## WHAT THE EXERCISE ASKS:
Begin at the line bearing "Locate the tall". Transcribe it and all subsequent lines of the material below exactly, and nothing more.

•••••

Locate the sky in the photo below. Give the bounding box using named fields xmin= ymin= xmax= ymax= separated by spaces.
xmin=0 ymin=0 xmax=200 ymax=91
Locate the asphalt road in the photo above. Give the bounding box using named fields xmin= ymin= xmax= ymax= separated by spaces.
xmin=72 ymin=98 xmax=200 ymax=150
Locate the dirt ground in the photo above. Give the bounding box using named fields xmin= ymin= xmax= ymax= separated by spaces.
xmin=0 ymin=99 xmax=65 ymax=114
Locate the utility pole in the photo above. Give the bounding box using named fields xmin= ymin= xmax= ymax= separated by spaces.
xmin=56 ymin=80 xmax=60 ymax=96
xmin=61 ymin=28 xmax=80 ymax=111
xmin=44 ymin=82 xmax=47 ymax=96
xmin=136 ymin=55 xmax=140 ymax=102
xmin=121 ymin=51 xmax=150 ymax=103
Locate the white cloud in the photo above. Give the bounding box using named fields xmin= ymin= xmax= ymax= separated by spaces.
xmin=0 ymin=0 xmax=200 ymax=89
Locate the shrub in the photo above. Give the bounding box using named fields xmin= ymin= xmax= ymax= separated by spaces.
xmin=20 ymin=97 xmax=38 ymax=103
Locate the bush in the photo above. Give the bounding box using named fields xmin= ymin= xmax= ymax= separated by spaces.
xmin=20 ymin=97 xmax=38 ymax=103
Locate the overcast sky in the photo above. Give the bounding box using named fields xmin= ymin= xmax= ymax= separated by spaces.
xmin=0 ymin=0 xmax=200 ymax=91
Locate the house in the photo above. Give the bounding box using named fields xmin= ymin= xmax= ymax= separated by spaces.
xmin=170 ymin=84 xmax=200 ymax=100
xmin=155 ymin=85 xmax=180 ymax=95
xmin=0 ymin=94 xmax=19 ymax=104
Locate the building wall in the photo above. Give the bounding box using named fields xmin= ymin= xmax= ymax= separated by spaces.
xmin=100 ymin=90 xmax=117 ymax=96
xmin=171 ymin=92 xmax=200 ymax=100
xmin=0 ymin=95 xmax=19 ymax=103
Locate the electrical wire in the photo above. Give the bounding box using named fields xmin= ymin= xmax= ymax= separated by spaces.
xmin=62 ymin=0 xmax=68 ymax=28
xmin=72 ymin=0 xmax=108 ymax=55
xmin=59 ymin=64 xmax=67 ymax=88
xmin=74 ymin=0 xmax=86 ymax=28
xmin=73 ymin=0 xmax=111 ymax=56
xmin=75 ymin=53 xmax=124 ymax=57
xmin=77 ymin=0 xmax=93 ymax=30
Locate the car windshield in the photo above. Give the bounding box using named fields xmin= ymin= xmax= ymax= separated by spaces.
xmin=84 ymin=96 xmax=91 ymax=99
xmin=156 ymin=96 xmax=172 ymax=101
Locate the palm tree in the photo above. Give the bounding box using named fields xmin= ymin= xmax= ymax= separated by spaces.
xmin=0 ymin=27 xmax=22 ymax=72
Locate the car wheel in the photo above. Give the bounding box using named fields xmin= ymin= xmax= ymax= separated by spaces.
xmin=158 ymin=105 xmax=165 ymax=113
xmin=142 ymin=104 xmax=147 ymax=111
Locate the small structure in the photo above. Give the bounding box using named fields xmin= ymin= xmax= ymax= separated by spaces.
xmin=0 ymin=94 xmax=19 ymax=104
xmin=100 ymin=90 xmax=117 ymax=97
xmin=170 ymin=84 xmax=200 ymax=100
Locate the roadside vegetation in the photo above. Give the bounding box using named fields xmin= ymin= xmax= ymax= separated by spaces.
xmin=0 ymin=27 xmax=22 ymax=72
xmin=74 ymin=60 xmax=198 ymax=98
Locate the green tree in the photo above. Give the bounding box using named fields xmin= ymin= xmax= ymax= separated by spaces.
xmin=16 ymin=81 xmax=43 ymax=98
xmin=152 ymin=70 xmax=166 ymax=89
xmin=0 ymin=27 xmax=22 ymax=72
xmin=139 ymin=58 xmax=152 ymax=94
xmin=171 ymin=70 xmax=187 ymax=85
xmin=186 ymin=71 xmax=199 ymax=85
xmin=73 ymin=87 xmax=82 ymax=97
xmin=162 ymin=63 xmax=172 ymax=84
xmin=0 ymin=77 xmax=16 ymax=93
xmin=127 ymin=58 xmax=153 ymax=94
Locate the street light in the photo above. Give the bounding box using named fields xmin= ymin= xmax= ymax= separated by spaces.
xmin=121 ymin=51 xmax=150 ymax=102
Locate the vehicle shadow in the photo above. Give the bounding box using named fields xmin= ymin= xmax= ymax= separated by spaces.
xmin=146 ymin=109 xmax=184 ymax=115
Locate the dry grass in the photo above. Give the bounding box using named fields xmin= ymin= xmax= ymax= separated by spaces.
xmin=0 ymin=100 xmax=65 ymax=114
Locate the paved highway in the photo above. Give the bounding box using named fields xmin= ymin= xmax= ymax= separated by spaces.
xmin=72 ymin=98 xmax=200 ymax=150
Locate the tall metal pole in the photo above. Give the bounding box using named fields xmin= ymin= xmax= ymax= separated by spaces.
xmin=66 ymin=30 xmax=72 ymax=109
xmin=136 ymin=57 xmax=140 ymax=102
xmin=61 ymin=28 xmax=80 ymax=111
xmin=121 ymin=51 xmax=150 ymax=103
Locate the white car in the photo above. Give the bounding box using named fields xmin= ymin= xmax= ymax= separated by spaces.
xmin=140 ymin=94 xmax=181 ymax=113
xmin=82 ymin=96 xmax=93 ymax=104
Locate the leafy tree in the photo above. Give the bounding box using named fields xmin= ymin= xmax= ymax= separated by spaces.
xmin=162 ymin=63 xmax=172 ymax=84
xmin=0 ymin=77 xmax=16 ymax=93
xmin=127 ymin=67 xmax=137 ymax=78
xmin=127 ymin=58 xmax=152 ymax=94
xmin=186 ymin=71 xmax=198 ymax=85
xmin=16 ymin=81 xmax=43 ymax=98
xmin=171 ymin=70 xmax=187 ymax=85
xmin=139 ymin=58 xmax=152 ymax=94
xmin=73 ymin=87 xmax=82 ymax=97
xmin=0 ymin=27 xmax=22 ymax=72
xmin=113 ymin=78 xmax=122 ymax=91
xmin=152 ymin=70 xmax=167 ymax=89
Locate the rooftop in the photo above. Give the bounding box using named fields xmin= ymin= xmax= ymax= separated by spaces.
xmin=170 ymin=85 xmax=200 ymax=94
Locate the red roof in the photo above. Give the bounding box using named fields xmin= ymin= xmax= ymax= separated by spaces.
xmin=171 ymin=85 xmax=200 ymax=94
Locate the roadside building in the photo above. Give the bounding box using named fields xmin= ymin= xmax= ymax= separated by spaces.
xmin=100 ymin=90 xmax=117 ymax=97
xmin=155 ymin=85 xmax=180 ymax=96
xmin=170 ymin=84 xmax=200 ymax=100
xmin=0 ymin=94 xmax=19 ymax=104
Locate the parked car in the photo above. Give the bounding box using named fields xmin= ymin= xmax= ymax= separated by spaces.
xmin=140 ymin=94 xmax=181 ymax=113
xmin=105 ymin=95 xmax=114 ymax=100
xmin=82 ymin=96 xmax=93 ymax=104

•••••

## OUTPUT OF THE TASK:
Locate the tall metal pole in the photo above. Give the bounding box using named fields xmin= ymin= xmax= ymax= separated by spaces.
xmin=66 ymin=30 xmax=72 ymax=109
xmin=136 ymin=57 xmax=140 ymax=102
xmin=61 ymin=28 xmax=80 ymax=111
xmin=121 ymin=51 xmax=150 ymax=103
Locate the white car in the photo above. Give the bounding box using named fields xmin= ymin= xmax= ymax= separated by spaces.
xmin=140 ymin=94 xmax=181 ymax=113
xmin=82 ymin=96 xmax=93 ymax=104
Locate the leafy tree in the photo above. Give the bounding box using named fields xmin= ymin= xmax= ymax= separated by spaces.
xmin=162 ymin=63 xmax=172 ymax=84
xmin=0 ymin=77 xmax=16 ymax=93
xmin=127 ymin=67 xmax=137 ymax=78
xmin=127 ymin=58 xmax=152 ymax=94
xmin=186 ymin=71 xmax=198 ymax=85
xmin=16 ymin=81 xmax=43 ymax=98
xmin=171 ymin=70 xmax=187 ymax=85
xmin=139 ymin=58 xmax=152 ymax=94
xmin=73 ymin=87 xmax=82 ymax=97
xmin=0 ymin=27 xmax=22 ymax=72
xmin=113 ymin=78 xmax=122 ymax=91
xmin=152 ymin=70 xmax=167 ymax=89
Locate the rooftop in the photo above. Give the bounding box using named fields xmin= ymin= xmax= ymax= separated by spaces.
xmin=170 ymin=85 xmax=200 ymax=94
Locate the red roof in the photo above. Give the bounding box using named fields xmin= ymin= xmax= ymax= separated by spaces.
xmin=171 ymin=85 xmax=200 ymax=94
Locate the roadside building in the photo above. Give the bounding box using named fields xmin= ymin= xmax= ymax= separated by spaces.
xmin=100 ymin=90 xmax=117 ymax=97
xmin=155 ymin=85 xmax=180 ymax=96
xmin=170 ymin=84 xmax=200 ymax=100
xmin=0 ymin=94 xmax=19 ymax=104
Locate the parked car in the photo above. Give the bounding box using named fields xmin= ymin= xmax= ymax= separated by spaces.
xmin=140 ymin=94 xmax=181 ymax=113
xmin=105 ymin=95 xmax=114 ymax=100
xmin=82 ymin=96 xmax=93 ymax=104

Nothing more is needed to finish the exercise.